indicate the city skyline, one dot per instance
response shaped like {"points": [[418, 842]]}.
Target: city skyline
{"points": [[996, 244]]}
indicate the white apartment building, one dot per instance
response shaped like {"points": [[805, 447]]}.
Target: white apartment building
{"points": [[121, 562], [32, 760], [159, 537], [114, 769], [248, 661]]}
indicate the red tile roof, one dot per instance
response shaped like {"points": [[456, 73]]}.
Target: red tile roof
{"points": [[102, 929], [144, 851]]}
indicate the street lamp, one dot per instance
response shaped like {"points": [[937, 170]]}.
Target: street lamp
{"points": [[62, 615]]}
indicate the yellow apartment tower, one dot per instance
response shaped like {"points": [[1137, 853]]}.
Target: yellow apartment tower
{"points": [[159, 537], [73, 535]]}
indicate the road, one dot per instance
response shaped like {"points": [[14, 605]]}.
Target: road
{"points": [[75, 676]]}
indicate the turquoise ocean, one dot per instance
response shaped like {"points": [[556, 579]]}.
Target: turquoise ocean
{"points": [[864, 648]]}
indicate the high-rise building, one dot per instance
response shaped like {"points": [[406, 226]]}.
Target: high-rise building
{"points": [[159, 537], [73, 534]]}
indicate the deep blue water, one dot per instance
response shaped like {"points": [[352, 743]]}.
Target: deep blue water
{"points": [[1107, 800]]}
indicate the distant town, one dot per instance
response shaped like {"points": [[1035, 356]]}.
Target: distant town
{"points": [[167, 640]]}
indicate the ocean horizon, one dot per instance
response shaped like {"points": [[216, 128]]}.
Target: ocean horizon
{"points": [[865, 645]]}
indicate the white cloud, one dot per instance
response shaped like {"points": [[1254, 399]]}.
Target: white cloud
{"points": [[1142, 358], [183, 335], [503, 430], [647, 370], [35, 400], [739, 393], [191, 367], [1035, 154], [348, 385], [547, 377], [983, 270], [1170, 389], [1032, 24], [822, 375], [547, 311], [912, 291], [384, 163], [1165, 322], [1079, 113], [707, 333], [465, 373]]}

= Task description =
Using the material above, print every entry exactly as written.

= Written solution =
indicate the city skyline, one dot per instance
response shaped like {"points": [[418, 842]]}.
Target: city skyline
{"points": [[996, 244]]}
indicate the white apartment building, one dot per instance
response shaped like {"points": [[805, 447]]}.
Target: white apartment building
{"points": [[121, 562], [32, 760], [159, 537], [114, 769], [248, 661]]}
indicate the red tile roof, one dot per instance
response shaped like {"points": [[456, 73]]}.
Target: red tile roof
{"points": [[102, 929], [144, 851]]}
indicate the street lamp, one dot per instance
response shaped like {"points": [[937, 170]]}.
Target: street lamp
{"points": [[62, 615]]}
indicate the yellow apartment tower, one dot per instance
response shaped like {"points": [[1137, 853]]}.
Target: yellow apartment tower
{"points": [[159, 537], [73, 535]]}
indicate the road, one dot per instance
response shaped like {"points": [[14, 605]]}.
Target: road
{"points": [[75, 676]]}
indicate the turquoise ocean, one dot per instance
response shaped like {"points": [[556, 579]]}.
Target: turquoise ocean
{"points": [[864, 648]]}
indicate the high-rise building, one dot per instance
response shaped like {"points": [[406, 226]]}.
Target: high-rise building
{"points": [[159, 537], [73, 534]]}
indicate the deep blue water, one dot per instance
response shaped like {"points": [[352, 743]]}.
Target: deep blue water
{"points": [[1107, 800]]}
indicate the distant town, one dot per instance
response shaped like {"points": [[1035, 356]]}.
Target: distant town
{"points": [[167, 640]]}
indicate the ocean horizon, one dot per instance
response shaped like {"points": [[216, 128]]}.
Target: ocean horizon
{"points": [[865, 645]]}
indicate the white cloud, one dot per instance
response shaped like {"points": [[1254, 399]]}.
Target: white cloud
{"points": [[1142, 358], [183, 335], [503, 430], [647, 370], [35, 400], [739, 393], [191, 367], [1035, 154], [348, 385], [547, 377], [983, 270], [1170, 389], [1032, 24], [822, 375], [547, 311], [912, 291], [384, 163], [1165, 322], [1079, 113], [707, 333], [465, 373]]}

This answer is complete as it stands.